> [Tasks and exercises]:
a: Reproduce the part of the passage on limiting global warming that opens with the words containing "If we start" and closes with "2.7 percent in 2018.", substituting "greenhouse gas pollution" for "carbon pollution".
b: Continue the passage on limiting global warming from the point where it stops.

+++ Given passage

Limiting global warming to less than the Paris Climate Agreement target of 2°C (3.6°F) hotter than pre-industrial temperatures will require a rapid global transition away from fossil fuels. That’s a point on which the scientific community strongly agrees.
If we start now, we need to cut global carbon pollution by about 5 percent per year to avoid burning through our remaining “carbon budget”. Since 2012, emissions have gone up about 1 percent per year on average. That was an improvement on the 3 percent rise per year from 2000 to 2011, but global carbon emissions rose by about 2.7 percent in 2018.
In the USA, emissions had been falling by about 0.5 percent per year since 2000 and 1 percent per year since 2010, but they rose by about 2.5 percent in 2018. Basically, the U.S. is making some progress in decarbonizing, thanks primarily to wind, solar, and natural gas replacing more expensive coal power plants, but it’s not happening nearly fast enough to stay within our carbon budget.
That point was made especially clear when the IPCC published its special report on the difference between 1.5 and 2°C (2.7 and 3.6°F) and the Fourth National Climate Assessment report was published soon thereafter. Journalists asked numerous policymakers what they propose to do to address the problem, and surprisingly, many Senate Republicans accepted the scientists’ findings and the need for solutions. Their answers tended to share a common thread:
Senator Ben Sasse (R-NE): “You can’t legislate or regulate your way into the past. We have to innovate our way into the future”
Senator Mike Lee (R-UT): “No [carbon tax] … I think if we’re going to move away from fossil fuels, it’s got to be done through innovation”

++++++
+++ Information provided

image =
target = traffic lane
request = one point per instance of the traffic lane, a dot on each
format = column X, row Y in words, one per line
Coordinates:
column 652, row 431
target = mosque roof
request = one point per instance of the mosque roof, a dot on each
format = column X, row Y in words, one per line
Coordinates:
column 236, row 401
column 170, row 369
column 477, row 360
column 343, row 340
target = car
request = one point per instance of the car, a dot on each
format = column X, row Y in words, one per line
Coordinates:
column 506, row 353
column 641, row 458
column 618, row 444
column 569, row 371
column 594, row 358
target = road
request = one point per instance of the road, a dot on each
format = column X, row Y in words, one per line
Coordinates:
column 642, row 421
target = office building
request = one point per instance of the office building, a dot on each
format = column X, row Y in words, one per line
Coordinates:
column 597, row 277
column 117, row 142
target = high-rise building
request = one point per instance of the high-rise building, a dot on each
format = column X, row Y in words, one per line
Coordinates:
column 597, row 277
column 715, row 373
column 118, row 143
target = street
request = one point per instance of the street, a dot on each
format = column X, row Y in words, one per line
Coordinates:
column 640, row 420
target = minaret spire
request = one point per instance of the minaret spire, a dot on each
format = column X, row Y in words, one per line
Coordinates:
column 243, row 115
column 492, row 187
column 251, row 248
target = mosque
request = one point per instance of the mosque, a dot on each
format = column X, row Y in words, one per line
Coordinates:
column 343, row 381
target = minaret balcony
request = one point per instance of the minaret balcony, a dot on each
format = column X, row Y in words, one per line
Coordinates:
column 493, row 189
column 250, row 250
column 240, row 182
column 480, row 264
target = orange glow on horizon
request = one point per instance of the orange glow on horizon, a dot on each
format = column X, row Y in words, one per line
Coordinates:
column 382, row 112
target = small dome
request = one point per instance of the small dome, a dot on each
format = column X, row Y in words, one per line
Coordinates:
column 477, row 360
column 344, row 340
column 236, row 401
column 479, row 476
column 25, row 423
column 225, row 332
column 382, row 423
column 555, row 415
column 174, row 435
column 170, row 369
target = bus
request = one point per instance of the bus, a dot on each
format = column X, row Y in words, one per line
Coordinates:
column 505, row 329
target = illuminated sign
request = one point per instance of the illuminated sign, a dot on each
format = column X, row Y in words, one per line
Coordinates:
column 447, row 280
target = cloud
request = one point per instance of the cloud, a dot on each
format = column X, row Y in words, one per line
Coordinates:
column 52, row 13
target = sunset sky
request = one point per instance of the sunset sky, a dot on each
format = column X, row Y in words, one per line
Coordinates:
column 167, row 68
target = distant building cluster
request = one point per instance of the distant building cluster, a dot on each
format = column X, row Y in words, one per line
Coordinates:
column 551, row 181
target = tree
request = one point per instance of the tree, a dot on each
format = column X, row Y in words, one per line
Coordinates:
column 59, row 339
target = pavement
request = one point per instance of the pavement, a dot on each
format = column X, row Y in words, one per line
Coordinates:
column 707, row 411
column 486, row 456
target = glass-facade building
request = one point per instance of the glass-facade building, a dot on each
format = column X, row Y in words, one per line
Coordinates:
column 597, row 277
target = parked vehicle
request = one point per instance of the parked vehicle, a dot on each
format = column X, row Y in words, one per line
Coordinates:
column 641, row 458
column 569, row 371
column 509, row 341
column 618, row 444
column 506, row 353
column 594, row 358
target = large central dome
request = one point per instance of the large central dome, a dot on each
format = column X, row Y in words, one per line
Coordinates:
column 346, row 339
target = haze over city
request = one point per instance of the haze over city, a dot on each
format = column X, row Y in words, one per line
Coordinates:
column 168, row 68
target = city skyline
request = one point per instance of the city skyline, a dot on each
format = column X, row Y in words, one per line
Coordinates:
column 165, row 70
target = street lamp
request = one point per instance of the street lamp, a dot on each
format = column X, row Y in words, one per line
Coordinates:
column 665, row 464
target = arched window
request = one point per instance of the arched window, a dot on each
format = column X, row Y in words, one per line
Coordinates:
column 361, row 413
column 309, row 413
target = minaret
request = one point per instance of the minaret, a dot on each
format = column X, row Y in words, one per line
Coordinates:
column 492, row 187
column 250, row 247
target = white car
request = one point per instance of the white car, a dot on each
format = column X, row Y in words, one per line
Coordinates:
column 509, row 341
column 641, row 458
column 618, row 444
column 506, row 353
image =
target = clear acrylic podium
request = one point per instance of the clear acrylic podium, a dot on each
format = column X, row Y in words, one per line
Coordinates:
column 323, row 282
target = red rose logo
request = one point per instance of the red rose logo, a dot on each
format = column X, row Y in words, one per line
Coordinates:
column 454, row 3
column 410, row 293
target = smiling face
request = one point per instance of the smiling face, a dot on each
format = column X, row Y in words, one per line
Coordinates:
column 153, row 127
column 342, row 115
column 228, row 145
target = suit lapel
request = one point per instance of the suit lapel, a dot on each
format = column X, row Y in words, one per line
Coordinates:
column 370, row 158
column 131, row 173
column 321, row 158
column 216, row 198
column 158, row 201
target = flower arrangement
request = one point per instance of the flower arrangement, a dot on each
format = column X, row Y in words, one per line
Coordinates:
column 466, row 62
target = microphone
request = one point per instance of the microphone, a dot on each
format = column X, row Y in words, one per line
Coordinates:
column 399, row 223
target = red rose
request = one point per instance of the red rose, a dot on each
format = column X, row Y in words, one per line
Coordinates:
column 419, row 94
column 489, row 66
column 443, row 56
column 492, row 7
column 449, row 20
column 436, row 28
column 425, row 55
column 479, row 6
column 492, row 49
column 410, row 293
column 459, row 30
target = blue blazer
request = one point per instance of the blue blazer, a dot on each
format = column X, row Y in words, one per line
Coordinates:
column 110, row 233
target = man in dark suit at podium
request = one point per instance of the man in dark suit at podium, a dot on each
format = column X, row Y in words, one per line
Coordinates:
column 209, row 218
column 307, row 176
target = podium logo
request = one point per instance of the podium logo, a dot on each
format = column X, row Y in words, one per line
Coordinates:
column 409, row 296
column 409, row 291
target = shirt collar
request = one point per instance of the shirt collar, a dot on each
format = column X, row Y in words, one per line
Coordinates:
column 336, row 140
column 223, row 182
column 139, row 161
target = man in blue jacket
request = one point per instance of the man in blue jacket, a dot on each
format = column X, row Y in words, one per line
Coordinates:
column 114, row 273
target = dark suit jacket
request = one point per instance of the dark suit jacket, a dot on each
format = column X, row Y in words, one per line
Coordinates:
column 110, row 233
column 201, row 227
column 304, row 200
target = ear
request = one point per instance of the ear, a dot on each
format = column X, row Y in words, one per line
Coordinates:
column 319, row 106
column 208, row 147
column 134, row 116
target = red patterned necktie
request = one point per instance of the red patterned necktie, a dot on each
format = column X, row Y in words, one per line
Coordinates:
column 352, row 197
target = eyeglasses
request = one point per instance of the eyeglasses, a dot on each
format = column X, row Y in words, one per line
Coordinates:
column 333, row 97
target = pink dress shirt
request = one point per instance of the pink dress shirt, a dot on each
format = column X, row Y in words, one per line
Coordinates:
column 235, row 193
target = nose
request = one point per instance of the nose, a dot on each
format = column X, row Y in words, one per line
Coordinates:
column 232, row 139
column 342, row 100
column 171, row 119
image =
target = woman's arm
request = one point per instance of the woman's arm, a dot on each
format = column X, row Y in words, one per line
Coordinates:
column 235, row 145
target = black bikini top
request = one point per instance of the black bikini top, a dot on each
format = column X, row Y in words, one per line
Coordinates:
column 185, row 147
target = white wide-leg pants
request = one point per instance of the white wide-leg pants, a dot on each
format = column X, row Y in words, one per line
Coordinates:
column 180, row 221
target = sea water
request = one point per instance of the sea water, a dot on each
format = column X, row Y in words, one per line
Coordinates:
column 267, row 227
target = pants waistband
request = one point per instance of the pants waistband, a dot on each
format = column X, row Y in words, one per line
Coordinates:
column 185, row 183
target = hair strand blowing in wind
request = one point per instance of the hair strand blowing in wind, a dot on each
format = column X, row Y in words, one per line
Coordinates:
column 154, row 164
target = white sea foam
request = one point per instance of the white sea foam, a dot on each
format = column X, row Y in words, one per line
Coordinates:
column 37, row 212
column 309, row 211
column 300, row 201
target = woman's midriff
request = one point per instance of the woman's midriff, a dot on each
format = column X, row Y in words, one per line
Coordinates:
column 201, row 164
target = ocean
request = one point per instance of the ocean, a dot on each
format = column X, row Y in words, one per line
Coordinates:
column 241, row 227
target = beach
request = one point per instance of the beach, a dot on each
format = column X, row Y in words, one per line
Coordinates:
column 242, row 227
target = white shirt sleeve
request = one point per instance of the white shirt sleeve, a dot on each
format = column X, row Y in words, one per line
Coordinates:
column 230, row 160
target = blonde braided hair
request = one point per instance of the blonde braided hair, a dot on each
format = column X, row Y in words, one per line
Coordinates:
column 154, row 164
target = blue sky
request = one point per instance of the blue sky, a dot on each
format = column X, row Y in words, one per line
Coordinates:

++++++

> [Answers to the exercise]:
a:
If we start now, we need to cut global greenhouse gas pollution by about 5 percent per year to avoid burning through our remaining “carbon budget”. Since 2012, emissions have gone up about 1 percent per year on average. That was an improvement on the 3 percent rise per year from 2000 to 2011, but global carbon emissions rose by about 2.7 percent in 2018.

b:
Senator Thom Tillis (R-NC): “Both parties need to work together to deploy an innovative, market-driven strategy to combat the impacts of climate change”
Senator John Cornyn (R-TX): “The thing that people miss when they talk about the government imposing let’s say a carbon tax … they’re missing the fact that we have largely learned to innovate our way out of problems in the past … rather than more government regulation, what we need is more innovation”
Senator Cory Gardner (R-CO): “Innovation has a critical role”
Senator Marco Rubio (R-FL): “I’ve never been supportive of carbon taxes in the past. I actually think to the extent that we want to truly limit carbon emissions, technology can get us there.”
Senator John Barrasso (R-WY): “Innovation, not new taxes or punishing global agreements, is the ultimate solution.”
In short, the Republican policymaker consensus includes opposition to climate regulations and carbon taxes, but support for “innovation”. But what exactly does “innovation” mean in this context? In an op-ed for the New York Times, Senator Barrasso, who chairs the Senate Committee on Environment and Public Works, wrote about capturing carbon and using it to extract additional oil from an otherwise unproductive well. Of course, if our goal is to slow global warming, using captured carbon to extract more carbon-intensive fuels is rather counterproductive.
The flaws of tech breakthroughs without incentivization
Generally speaking, climate “innovation” refers to efforts to develop cleaner, cheaper energy technologies. In that context, innovation is great. It’s brought the average cost of onshore wind and utility-scale solar panel energy down 23 percent and 73 percent since 2010, respectively, and there are lots of cool new electric cars on the market. But there are two major flaws in the innovation argument.
The first flaw is that we need to capitalize on all the technologies we currently have to solve the climate problem. We have cheap wind and solar energy, cool electric cars, bicycles, subways, light rail, energy efficient appliances, smart electric grids, and so on. While innovation to make these technologies cheaper and more efficient and invent new ones would help, what we need most is deployment of clean technologies. For example, as cool as electric cars are, they still make up less than 2 percent of new auto sales in the U.S. Instead, more and more Americans are buying gas-guzzling SUVs.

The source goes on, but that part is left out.